#### TO BE DONE:
Transcribe, unchanged, everything in the entries below from the line containing "Where can the thin" down to the line containing "column 713, row 803", including both of those lines.

#### Dataset excerpt:

----

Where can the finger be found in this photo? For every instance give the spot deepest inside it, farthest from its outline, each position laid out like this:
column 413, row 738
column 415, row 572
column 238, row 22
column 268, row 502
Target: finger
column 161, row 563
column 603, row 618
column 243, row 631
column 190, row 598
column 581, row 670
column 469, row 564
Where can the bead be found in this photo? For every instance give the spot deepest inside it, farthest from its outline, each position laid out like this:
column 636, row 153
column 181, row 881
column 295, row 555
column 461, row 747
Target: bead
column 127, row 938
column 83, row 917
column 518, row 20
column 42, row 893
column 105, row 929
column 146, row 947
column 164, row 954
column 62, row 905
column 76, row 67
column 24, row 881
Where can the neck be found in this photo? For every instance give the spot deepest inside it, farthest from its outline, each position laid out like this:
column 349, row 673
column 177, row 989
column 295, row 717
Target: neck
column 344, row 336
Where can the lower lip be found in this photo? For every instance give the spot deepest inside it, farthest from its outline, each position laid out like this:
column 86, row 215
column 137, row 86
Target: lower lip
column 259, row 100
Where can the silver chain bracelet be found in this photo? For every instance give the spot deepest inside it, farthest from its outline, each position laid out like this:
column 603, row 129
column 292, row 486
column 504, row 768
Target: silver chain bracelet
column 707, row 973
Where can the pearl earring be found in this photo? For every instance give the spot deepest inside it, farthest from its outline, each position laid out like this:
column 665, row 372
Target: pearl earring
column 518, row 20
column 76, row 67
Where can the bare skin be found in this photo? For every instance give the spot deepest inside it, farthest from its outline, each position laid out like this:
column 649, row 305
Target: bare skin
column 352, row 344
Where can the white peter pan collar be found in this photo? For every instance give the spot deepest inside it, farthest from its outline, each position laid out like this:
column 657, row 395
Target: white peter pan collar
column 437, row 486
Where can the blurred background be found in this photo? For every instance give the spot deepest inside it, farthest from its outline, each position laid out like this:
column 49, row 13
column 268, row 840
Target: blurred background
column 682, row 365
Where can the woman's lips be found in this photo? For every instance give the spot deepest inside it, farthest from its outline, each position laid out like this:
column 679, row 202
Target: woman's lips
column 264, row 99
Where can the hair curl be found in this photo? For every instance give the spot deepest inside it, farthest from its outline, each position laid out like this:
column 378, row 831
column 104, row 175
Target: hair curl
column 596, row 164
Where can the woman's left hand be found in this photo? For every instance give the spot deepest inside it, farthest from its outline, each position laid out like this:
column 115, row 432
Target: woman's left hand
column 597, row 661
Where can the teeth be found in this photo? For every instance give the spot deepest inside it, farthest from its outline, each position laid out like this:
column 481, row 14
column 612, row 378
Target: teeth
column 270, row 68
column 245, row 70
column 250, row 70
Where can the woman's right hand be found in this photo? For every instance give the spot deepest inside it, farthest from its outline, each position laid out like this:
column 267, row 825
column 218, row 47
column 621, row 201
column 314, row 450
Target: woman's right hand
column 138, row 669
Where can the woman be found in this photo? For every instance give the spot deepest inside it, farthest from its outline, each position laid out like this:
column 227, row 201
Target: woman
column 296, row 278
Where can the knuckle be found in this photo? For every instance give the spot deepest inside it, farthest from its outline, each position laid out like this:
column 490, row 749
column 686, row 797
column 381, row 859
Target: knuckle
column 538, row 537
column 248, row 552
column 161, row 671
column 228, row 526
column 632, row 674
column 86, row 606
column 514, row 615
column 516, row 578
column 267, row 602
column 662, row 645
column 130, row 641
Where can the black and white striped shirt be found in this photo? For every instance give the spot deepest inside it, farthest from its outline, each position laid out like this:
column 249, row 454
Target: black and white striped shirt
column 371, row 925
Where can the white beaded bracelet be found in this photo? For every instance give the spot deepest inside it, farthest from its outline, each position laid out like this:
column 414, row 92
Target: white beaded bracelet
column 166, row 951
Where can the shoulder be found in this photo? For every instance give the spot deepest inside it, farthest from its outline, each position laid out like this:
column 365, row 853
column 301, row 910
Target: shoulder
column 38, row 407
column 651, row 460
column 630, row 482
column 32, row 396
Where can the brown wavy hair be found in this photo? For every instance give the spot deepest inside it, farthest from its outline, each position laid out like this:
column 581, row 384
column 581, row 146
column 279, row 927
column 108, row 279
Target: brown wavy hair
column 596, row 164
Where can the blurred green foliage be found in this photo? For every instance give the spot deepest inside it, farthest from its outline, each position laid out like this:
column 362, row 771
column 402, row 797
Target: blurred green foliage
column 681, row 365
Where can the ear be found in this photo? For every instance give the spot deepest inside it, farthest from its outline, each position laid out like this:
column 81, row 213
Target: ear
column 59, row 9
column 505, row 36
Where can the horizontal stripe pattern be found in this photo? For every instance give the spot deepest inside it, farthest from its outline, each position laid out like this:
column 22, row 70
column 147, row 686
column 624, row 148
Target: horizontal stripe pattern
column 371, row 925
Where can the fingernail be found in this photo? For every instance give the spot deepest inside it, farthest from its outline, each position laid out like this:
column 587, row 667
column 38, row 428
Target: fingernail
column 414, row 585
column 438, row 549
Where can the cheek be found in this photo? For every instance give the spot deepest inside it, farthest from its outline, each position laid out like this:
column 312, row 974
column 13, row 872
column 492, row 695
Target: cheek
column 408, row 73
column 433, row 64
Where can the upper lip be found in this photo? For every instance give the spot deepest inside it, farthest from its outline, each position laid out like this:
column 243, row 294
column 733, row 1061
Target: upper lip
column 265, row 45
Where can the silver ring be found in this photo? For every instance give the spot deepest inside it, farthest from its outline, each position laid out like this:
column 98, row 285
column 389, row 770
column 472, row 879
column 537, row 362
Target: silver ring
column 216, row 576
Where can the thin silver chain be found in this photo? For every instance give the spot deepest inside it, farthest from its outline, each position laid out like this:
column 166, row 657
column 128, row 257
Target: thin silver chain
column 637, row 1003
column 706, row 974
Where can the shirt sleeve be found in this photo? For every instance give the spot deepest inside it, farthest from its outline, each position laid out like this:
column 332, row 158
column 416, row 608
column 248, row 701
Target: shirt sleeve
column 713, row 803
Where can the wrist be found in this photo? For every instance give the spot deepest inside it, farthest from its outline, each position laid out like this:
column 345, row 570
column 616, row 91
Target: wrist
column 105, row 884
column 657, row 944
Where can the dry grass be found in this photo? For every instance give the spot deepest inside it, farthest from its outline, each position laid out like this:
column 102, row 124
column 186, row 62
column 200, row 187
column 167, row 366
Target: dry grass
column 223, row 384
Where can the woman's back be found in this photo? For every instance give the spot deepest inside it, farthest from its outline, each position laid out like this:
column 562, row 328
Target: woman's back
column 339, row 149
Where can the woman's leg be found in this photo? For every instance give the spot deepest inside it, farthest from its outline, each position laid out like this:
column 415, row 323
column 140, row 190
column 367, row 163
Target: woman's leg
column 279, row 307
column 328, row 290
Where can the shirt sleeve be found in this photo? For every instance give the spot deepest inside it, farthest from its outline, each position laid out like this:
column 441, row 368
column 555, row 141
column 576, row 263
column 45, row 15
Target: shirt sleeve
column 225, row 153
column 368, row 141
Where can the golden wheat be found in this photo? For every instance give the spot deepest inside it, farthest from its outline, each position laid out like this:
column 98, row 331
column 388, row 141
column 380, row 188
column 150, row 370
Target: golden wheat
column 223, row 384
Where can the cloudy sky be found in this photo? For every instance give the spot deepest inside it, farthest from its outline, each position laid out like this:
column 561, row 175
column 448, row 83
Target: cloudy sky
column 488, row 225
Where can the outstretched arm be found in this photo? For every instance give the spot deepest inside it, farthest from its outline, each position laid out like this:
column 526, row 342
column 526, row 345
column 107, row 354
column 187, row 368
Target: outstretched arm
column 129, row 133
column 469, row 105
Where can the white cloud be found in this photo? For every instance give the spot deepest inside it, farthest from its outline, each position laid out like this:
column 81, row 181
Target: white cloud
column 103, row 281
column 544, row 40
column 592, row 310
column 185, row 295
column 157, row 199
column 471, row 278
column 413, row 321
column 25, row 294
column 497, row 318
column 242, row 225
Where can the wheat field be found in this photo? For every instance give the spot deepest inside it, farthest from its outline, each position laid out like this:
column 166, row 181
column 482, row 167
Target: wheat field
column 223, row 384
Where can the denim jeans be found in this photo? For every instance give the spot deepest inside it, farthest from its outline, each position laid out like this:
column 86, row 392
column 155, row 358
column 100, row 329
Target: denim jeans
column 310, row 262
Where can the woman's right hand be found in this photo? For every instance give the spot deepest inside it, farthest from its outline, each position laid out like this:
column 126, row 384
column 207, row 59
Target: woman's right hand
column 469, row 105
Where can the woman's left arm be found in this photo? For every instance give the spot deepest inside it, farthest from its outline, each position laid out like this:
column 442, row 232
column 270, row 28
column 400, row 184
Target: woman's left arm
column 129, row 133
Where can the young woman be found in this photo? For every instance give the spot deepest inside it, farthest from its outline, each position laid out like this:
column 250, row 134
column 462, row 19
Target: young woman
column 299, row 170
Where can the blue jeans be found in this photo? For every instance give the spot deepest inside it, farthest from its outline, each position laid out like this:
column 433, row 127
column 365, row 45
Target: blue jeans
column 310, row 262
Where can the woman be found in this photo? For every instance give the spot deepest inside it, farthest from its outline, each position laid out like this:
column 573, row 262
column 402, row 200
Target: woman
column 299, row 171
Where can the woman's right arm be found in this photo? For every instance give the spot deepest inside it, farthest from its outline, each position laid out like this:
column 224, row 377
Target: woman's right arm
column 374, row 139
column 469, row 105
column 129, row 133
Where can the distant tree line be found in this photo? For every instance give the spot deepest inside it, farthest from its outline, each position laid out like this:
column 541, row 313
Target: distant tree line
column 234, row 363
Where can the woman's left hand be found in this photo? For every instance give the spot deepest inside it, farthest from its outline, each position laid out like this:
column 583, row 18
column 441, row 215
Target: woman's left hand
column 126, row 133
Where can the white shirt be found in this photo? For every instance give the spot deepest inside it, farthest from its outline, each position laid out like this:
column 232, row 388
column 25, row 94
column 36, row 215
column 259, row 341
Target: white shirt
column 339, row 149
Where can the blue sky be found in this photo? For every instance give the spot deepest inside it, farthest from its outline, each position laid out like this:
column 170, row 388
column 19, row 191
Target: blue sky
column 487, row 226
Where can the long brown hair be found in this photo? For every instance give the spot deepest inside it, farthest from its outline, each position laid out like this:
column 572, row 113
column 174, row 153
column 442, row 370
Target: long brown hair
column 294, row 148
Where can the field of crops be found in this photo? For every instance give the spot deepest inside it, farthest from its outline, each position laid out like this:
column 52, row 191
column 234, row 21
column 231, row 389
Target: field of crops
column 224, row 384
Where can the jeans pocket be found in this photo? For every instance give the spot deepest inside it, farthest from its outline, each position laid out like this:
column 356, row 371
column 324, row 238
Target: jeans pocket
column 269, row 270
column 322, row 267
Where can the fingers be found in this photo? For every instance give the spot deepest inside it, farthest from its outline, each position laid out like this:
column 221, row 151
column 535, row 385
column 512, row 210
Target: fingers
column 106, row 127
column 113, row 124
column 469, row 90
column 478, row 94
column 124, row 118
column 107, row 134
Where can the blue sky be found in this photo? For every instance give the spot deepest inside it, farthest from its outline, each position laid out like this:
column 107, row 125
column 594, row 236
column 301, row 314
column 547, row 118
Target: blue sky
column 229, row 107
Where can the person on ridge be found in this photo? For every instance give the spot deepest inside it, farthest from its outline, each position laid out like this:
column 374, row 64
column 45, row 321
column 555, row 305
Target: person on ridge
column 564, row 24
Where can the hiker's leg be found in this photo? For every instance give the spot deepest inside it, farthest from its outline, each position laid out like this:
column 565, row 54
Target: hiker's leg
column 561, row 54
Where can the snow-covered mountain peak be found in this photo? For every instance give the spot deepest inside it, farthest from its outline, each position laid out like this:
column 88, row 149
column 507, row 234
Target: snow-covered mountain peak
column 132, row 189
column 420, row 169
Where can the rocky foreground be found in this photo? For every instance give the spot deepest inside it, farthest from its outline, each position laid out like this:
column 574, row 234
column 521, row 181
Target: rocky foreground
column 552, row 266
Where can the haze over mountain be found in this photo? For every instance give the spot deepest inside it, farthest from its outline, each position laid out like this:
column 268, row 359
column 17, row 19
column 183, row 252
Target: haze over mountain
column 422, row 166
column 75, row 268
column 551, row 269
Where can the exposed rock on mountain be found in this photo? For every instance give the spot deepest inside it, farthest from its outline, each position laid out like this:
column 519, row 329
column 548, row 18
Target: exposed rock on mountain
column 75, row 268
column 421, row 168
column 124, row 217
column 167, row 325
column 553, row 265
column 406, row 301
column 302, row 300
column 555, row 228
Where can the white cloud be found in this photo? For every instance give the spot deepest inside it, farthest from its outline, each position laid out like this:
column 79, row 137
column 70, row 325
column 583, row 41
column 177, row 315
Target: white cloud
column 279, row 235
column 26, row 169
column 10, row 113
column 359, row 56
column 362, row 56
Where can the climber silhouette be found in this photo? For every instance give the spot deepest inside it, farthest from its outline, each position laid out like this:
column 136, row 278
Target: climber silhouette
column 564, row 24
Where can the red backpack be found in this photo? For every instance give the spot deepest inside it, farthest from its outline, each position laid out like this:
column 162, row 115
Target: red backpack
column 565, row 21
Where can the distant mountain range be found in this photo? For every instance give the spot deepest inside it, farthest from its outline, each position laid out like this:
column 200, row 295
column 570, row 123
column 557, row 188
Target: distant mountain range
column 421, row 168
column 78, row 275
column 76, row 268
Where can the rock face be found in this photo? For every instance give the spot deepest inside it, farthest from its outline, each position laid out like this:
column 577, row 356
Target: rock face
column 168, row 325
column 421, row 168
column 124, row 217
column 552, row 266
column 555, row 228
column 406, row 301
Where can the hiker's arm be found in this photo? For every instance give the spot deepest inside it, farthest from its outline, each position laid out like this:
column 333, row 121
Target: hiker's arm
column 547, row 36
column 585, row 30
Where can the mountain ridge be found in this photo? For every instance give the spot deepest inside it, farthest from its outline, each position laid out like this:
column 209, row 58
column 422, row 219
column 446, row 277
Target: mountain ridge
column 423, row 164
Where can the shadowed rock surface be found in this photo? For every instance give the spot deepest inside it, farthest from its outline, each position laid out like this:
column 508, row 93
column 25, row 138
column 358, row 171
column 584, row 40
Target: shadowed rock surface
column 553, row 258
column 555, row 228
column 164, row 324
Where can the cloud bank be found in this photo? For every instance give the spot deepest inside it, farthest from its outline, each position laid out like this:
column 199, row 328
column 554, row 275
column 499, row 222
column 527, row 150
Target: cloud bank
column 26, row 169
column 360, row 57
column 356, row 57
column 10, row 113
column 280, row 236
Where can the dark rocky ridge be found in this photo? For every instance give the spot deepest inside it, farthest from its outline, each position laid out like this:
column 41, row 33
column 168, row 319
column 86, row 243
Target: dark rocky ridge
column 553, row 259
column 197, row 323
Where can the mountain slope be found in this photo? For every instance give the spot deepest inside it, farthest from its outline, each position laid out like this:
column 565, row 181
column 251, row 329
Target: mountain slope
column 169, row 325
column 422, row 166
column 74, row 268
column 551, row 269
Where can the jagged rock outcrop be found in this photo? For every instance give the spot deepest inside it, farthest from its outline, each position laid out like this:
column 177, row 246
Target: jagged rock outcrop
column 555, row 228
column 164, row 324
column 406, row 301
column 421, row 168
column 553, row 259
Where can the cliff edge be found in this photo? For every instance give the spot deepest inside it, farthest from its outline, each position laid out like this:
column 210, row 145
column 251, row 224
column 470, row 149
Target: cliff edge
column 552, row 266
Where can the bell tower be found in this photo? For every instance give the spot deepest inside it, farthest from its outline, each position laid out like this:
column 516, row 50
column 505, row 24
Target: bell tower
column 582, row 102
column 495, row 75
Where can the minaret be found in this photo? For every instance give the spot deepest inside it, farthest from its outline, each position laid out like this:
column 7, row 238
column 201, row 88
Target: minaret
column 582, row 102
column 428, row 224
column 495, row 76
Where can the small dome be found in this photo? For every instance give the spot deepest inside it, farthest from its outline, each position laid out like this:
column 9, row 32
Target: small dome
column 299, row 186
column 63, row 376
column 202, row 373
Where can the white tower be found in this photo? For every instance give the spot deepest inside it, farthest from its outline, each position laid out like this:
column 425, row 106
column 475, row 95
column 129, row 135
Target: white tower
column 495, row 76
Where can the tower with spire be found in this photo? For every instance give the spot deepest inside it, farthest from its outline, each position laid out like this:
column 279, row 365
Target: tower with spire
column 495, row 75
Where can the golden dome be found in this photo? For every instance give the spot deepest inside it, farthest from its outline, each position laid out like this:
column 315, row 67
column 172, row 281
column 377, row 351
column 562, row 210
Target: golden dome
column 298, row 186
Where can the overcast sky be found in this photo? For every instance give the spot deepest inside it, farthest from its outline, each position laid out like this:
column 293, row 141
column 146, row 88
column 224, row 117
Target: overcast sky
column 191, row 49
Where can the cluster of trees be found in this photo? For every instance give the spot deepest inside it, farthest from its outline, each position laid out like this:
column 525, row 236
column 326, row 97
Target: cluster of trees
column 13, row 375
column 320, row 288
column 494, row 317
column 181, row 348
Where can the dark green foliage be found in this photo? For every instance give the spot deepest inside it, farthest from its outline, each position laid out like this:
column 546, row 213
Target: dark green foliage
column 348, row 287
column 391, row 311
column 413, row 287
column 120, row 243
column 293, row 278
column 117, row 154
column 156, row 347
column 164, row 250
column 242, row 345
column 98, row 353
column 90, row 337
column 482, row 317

----

#### TASK OUTPUT:
Where can the thin silver chain be found in this photo? For every instance give the spot deepest inside it, farthest from its outline, each position laid out like this:
column 166, row 657
column 128, row 257
Target: thin silver chain
column 637, row 1003
column 706, row 974
Where can the shirt sleeve be found in this photo? For every instance give the spot deepest inside it, farthest from its outline, each position laid out like this:
column 332, row 158
column 416, row 608
column 248, row 701
Target: shirt sleeve
column 713, row 803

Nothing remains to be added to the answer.